Consigne 1:
Pouvez-vous recopier mot pour mot, dans l'article sur l'abus de position dominante, le passage allant de « Une augmentation de » jusqu'à « persistante et injustifiée. » ?
Consigne 2:
Pouvez-vous reprendre l'article sur les augmentations de prix abusives et en écrire la suite à partir du point où il s'arrête ?

Texte à lire:
------------------------------------

Position dominante : l'augmentation de prix est abusive si le prix augmenté est inéquitable

19.08.2021

Gestion d'entreprise

Les augmentations de prix d'une entreprise en position dominante sont abusives si les prix qui en résultent sont inéquitables, ce qu'il revient à l'Autorité de la concurrence de démontrer.

Le caractère abusif d’une brutale et significative augmentation de prix réalisée par une entreprise en position dominante dépend du caractère inéquitable du prix ainsi augmenté. Faute d’en apporter la preuve, la décision de l’Autorité de la concurrence encourt la réformation.

Une augmentation de prix brutale, significative, persistante et injustifiée

Par décision du 20 septembre 2018, l’Autorité de la concurrence condamne une entreprise pour avoir abusé de sa position dominante sur son marché en augmentant le prix de ses prestations de manière brutale, significative, persistante et injustifiée.

L’ADLC considère qu’en pratiquant de telles augmentations, cette entreprise a imposé à ses acheteurs des conditions de transaction inéquitables constitutives d’un abus de position dominante au sens de l’article 102 du TFUE et lui inflige une amende de 199 000 euros sur le fondement de l’article L. 420-2 du code de commerce.

Remarque : selon une jurisprudence constante, la notion d’abus de position dominante est identique en droit de l’UE et en droit national, bien que seul l’article 102 du TFUE vise explicitement, au titre des pratiques abusives, celles consistant à « imposer de façon directe ou indirecte des prix d'achat ou de vente ou d'autres conditions de transaction non équitables ».

------------------------------------

Annotations par points pour photos:
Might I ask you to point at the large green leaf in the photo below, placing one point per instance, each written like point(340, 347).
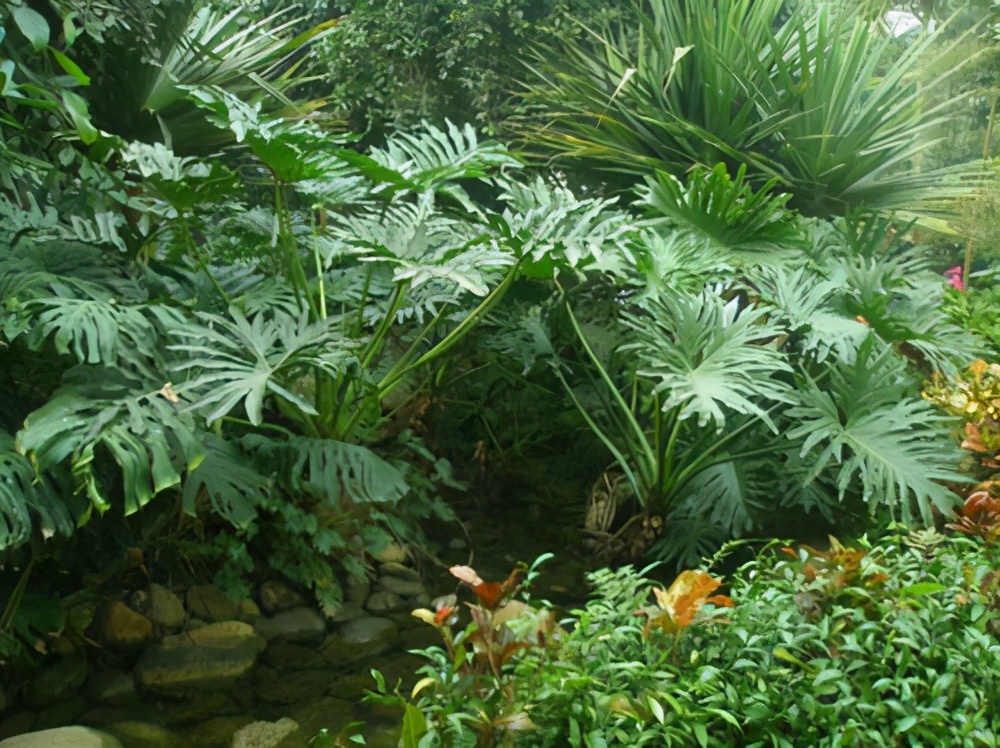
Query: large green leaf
point(28, 500)
point(140, 429)
point(240, 361)
point(867, 426)
point(343, 474)
point(707, 356)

------------------------------------

Réponse 1:
Une augmentation de prix brutale, significative, persistante et injustifiée

Par décision du 20 septembre 2018, l’Autorité de la concurrence condamne une entreprise pour avoir abusé de sa position dominante sur son marché en augmentant le prix de ses prestations de manière brutale, significative, persistante et injustifiée.

Réponse 2:
Une augmentation de prix dont le caractère inéquitable dépend de celui du prix en résultant

La cour d’appel réforme la décision de l’ADLC dans un arrêt du 14 novembre 2019. Elle considère :

  • qu’il n’appartient pas à l’Autorité de se substituer aux organes de direction de l’entreprise en position dominante pour déterminer quelle doit être sa politique tarifaire,

  • que ce n’est que si, et seulement si, les conditions de transactions passées entre cette entreprise et ses partenaires économiques peuvent, au vu de l’ensemble des circonstances de la cause, être objectivement qualifiées de non équitables que l’Autorité est en droit d’intervenir.

En outre et surtout, après avoir constaté que le caractère non équitable des augmentations en cause n’est pas établi en l’espèce, la cour déclare, dans une affirmation qui semble revêtir la portée d’un principe général : « l’application d’une augmentation tarifaire n’est rien d’autre que la fixation d’un prix, l’appréciation du caractère équitable ou non équitable d’une telle augmentation se confond avec celle du caractère équitable ou non équitable du prix en résultant ».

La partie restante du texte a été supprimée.